>>>>>

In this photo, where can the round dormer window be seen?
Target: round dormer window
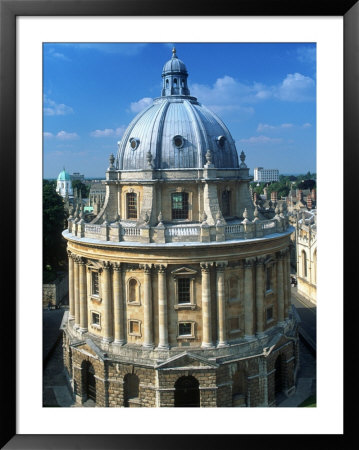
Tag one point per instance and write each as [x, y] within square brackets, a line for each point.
[221, 140]
[134, 143]
[178, 141]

<<<<<

WHAT THE TASK REQUIRES. Say how many lines in the records contain the word "round". Nothing but the number is required.

YOUR RESPONSE. 2